WRITTEN PROBLEM A: Could you render this sentence from the PHP Git server article below into Spanish: "Instead, the repositories on GitHub, which were previously only mirrors, will become canonical."
WRITTEN PROBLEM B: Can you carry on the article below about the hack of the PHP Git server, beginning right after its last sentence?

PASSAGE SHOWN:
[start]
Threat actors hacked the official Git server of the PHP programming language and pushed unauthorized updates to insert a backdoor into the source code.
Unknown attackers hacked the official Git server of the PHP programming language and pushed unauthorized updates to insert a backdoor into the source code.
On March 28, the attackers pushed two commits to the “php-src” repository hosted on the git.php.net server, they used the accounts of Rasmus Lerdorf, the PHP’s author, and Jetbrains developer Nikita Popov.
Maintainers of the project are investigating the supply chain attacks, experts believe attackers have compromised the git.php.net server.
“We don’t yet know how exactly this happened, but everything points towards a compromise of the git.php.net server (rather than a compromise of an individual git account).” wrote Popov. “While investigation is still underway, we have decided that maintaining our own git infrastructure is an unnecessary security risk, and that we will discontinue the git.php.net server. Instead, the repositories on GitHub, which were previously only mirrors, will become canonical. This means that changes should be pushed directly to GitHub rather than to git.php.net.”
[end]
GIVEN RECORDS:
[start]
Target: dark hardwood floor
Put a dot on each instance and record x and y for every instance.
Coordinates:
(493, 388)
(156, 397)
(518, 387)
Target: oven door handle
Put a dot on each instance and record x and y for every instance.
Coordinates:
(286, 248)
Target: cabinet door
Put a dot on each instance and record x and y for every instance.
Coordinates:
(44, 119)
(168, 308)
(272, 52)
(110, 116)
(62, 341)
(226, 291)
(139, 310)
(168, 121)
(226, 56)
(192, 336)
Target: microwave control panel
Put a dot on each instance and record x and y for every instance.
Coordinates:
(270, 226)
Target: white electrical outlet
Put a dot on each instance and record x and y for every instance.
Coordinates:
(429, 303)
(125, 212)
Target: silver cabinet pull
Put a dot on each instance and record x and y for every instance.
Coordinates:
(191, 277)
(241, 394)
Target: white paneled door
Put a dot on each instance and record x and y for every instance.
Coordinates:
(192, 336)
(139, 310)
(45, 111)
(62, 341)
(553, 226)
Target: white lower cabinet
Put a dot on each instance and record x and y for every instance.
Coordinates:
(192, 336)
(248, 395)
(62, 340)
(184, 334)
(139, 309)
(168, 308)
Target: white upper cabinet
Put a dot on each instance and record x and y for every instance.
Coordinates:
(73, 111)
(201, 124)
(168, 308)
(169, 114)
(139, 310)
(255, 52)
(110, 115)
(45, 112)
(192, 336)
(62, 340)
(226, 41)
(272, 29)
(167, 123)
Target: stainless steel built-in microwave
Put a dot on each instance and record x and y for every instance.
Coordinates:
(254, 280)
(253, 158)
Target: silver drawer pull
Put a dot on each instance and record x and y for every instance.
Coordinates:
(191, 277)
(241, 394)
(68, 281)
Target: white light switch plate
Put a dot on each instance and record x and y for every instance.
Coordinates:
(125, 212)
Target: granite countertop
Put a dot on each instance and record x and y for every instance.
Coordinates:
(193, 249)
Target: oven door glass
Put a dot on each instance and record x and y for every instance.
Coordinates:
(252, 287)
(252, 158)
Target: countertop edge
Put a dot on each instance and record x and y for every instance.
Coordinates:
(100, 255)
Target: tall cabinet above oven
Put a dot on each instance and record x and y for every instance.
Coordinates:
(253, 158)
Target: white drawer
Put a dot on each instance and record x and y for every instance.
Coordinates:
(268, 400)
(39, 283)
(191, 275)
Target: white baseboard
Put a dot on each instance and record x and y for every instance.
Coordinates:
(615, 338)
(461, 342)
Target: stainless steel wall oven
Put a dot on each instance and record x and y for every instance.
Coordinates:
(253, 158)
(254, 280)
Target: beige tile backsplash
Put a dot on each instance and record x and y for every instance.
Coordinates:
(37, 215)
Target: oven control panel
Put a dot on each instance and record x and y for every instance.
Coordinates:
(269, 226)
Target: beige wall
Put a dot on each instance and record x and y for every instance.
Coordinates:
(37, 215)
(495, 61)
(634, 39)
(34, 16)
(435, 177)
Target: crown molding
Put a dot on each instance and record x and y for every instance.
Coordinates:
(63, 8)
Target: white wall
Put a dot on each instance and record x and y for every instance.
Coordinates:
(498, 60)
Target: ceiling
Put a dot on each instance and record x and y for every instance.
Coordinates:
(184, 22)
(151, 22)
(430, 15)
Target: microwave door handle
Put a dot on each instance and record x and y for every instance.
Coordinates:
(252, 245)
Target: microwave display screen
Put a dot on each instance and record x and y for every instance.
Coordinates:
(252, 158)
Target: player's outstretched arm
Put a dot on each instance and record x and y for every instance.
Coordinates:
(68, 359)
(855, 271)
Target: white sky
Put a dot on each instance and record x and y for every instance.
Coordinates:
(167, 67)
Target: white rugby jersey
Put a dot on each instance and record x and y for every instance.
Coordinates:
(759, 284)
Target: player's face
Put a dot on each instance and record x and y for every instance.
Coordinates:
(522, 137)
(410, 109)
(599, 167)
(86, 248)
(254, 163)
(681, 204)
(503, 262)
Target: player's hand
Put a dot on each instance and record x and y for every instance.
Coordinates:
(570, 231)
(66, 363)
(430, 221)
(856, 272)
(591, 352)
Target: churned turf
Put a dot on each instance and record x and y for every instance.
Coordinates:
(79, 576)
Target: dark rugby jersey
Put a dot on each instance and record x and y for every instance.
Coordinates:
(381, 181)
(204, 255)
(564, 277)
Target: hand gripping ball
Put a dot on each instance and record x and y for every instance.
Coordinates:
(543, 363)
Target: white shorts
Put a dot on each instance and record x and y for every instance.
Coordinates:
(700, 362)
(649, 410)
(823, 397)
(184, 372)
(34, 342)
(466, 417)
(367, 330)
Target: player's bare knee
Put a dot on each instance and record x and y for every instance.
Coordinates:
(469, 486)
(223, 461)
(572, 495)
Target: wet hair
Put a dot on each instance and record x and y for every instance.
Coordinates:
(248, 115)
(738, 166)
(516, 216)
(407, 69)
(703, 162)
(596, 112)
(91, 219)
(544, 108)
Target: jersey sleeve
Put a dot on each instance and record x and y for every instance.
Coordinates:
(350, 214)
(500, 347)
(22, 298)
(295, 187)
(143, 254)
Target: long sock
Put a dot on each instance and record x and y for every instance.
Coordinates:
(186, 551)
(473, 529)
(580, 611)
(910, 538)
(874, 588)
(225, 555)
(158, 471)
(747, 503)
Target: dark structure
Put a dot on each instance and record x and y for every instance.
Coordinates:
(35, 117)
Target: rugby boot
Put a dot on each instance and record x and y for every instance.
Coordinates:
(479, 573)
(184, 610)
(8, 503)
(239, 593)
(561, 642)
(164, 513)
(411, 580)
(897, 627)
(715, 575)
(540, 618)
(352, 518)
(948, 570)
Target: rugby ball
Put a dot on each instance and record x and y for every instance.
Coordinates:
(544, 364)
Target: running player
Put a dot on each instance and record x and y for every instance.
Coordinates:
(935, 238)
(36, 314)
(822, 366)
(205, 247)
[end]
TASK OUTPUT A: En cambio, los repositorios en GitHub, que antes eran solo espejos, pasarán a ser canónicos.

TASK OUTPUT B:
The maintainers of the PHP reverted the changes and are reviewing the repositories to detect any other evidence of compromise beyond the two referenced commits.
In the future, in order to access the repositories, users will now need to be part of the php organization on GitHub and their account will have 2FA enabled. Adopting this new configuration it is possible to merge pull requests directly from the GitHub web interface.
At this time, it is not immediately clear if the backdoor was downloaded and distributed by other parties before the malicious commits were detected.
The analysis of malicious code revealed the presence of a string “Zerodium,” which is the name of one of the most popular zero-day brokers.
Despite the references to Zerodium in the code of the backdoor, there is no evidence to suggest that the malware was designed to be sold as a proof-of-concept (PoC) to the 0day broker.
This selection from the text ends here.